◆ **Records provided**:
■ ■ ■ ■

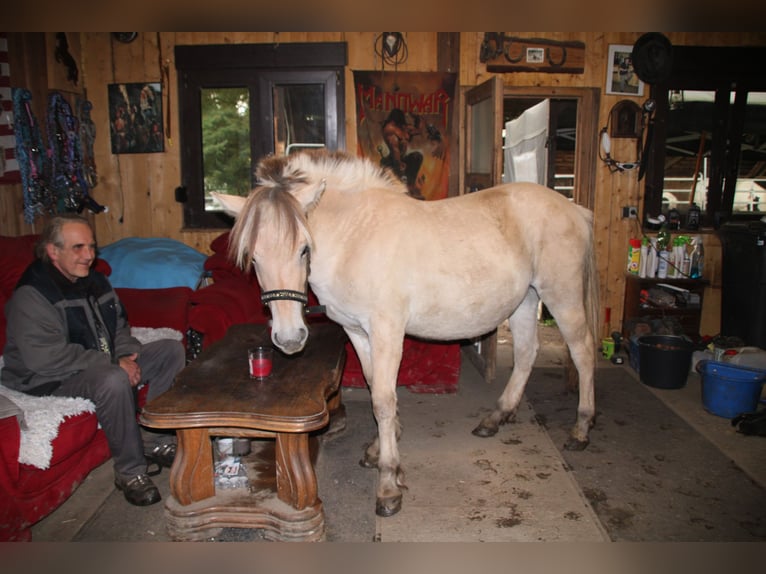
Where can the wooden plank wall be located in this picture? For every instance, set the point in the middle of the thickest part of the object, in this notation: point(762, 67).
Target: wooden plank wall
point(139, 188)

■ ■ ■ ■

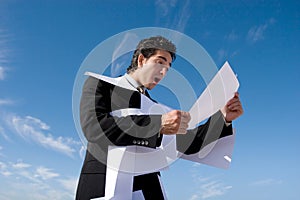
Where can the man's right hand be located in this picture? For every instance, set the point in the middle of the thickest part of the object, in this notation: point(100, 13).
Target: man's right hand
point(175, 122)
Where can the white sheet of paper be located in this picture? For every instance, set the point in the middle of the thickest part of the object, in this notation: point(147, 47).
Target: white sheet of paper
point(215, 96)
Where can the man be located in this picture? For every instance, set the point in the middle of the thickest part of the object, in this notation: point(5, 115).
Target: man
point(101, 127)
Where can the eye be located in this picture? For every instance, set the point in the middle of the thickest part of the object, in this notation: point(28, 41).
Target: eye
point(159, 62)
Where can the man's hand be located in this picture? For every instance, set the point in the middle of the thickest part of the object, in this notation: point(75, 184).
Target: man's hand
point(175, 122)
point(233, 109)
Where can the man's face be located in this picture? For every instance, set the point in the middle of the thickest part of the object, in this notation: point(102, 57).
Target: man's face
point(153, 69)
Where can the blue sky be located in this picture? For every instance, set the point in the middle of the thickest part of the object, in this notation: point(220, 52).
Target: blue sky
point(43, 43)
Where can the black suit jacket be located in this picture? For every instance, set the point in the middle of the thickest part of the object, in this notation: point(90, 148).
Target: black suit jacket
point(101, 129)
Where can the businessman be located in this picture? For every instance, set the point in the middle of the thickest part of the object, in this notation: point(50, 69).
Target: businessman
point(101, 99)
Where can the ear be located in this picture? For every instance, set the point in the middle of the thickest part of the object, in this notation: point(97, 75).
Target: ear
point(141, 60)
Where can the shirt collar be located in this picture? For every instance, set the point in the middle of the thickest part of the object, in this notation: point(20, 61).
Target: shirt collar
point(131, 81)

■ ■ ■ ■

◆ **Your instructions**:
Print again, with no changes, the part of the listing that opens with the line containing "Where can the wooden" and closes with the line containing "point(139, 188)".

◆ **Answer**:
Where can the wooden plank wall be located in this picture? For every instance, set the point in the middle of the thickest part of the object, in this notation: point(762, 67).
Target: wooden plank wall
point(139, 188)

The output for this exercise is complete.